Exercise brief
Every record must be copied exactly.

Record extracts
------

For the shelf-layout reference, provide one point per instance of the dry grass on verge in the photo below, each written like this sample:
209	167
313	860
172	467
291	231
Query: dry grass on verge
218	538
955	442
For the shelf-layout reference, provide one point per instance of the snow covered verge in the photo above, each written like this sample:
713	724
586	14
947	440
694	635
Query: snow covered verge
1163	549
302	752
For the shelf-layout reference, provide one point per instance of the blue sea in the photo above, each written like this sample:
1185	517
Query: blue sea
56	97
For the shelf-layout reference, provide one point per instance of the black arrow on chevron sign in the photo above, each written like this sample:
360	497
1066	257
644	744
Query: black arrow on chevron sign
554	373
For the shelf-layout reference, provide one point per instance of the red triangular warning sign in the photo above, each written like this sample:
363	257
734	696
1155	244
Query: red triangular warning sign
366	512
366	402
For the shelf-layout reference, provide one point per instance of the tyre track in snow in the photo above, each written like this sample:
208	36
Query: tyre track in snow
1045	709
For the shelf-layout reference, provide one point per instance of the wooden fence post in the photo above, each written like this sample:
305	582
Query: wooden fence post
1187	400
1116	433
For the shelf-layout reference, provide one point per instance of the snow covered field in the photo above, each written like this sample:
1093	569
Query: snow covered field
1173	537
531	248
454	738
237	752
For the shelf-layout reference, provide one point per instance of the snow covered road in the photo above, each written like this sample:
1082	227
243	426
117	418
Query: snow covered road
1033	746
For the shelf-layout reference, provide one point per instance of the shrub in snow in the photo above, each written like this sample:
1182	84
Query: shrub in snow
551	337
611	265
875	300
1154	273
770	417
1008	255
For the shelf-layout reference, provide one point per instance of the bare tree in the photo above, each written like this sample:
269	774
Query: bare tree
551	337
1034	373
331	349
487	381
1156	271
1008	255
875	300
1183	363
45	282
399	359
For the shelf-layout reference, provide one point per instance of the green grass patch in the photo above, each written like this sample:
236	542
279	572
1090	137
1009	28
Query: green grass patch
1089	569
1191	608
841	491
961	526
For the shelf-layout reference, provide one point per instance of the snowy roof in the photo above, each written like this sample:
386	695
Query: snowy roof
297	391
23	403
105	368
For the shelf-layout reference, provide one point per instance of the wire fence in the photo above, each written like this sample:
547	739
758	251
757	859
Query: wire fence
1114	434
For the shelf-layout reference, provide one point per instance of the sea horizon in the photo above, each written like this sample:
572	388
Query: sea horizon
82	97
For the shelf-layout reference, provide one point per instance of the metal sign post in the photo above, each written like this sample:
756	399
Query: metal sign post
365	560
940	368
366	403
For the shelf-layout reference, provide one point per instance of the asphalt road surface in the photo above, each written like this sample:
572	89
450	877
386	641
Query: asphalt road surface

------

Output of the task
For the shelf-layout reference, provide one point per instance of the dry grass on verge in the photo below, each written like this sample:
209	167
313	860
172	467
291	231
Query: dry grass on verge
218	538
955	442
For the shelf-layout reference, provide one point per instance of the snow covered verge in the photo above, each written like this sample:
713	724
586	14
947	440
694	635
Query: snow covered verge
1163	549
302	752
For the shelf-layout reference, provide one point per instance of the blue sea in the photo above, each written like this sample:
1185	517
Query: blue sea
56	97
For the shelf-layout reference, provide one point per instance of the black arrow on chevron sign in the photo above, each written like this sample:
360	497
1066	257
644	744
Query: black arrow on chevron sign
554	373
For the shelf-layout reference, provide one point per instance of the red triangular warning sign in the photo above, each written like this sample:
363	257
734	696
1155	244
Query: red triangular warning sign
366	512
366	402
For the shelf-layout reference, provide one point per instance of the tyre track in snow in the photo above, each written like this sample:
208	36
Query: tyre track in snow
1045	709
For the shelf-layout reference, provide one point per instance of the wooden fence post in the photo above, each written like this sample:
305	582
Query: wooden fence post
1187	400
1116	433
For the shelf-layout reference, provide one point per instance of the snow covered field in the photo above, each written like this sample:
1093	569
Query: snow covered field
1173	537
531	248
454	738
237	752
For the shelf-layout reference, provide one point per instance of the snow covered road in the photo above, each written like this sample:
1082	227
243	426
117	418
Query: snow covered road
1033	746
For the shelf-layout reference, provide one point per instance of the shrub in snow in the photo above, each written like this sample:
1182	84
Query: shrub in snow
551	337
611	265
875	300
1154	273
770	417
1008	255
For the shelf-layout reference, provide one point per instance of the bare tree in the photo above, each written like this sample:
269	774
Query: bare tree
551	337
1034	373
331	349
487	381
1156	271
1008	255
875	300
1183	363
45	282
399	359
For the shelf-layout reference, provide one point per instance of the green grass patch in the photo above, each written like this sample:
236	542
279	572
1090	137
1009	28
Query: green grass patch
1089	569
1191	608
841	491
961	526
For the shelf-layout reference, provide one point per instance of the snowy roof in the photo above, each written like this sample:
386	695
Query: snowy roof
297	391
23	403
105	368
For the shelf-layout reference, provide one point per instance of the wire fence in the photo above, each written like this sample:
547	739
758	251
757	859
Query: wire fence
1114	434
For the shelf-layout reference, provide one point per instance of the sea horizon in the photo above, each written like this sample:
572	388
Query: sea horizon
82	97
For the shelf-layout reference, provide one point per instance of the metal sign post in the photo above, each written like this sample:
756	399
Query: metal sign post
365	560
940	368
366	403
For the shelf-layout reference, provide one point per instance of the asphalt road surface in the photo above, each written like this sample:
572	89
450	877
386	641
Query: asphalt road surface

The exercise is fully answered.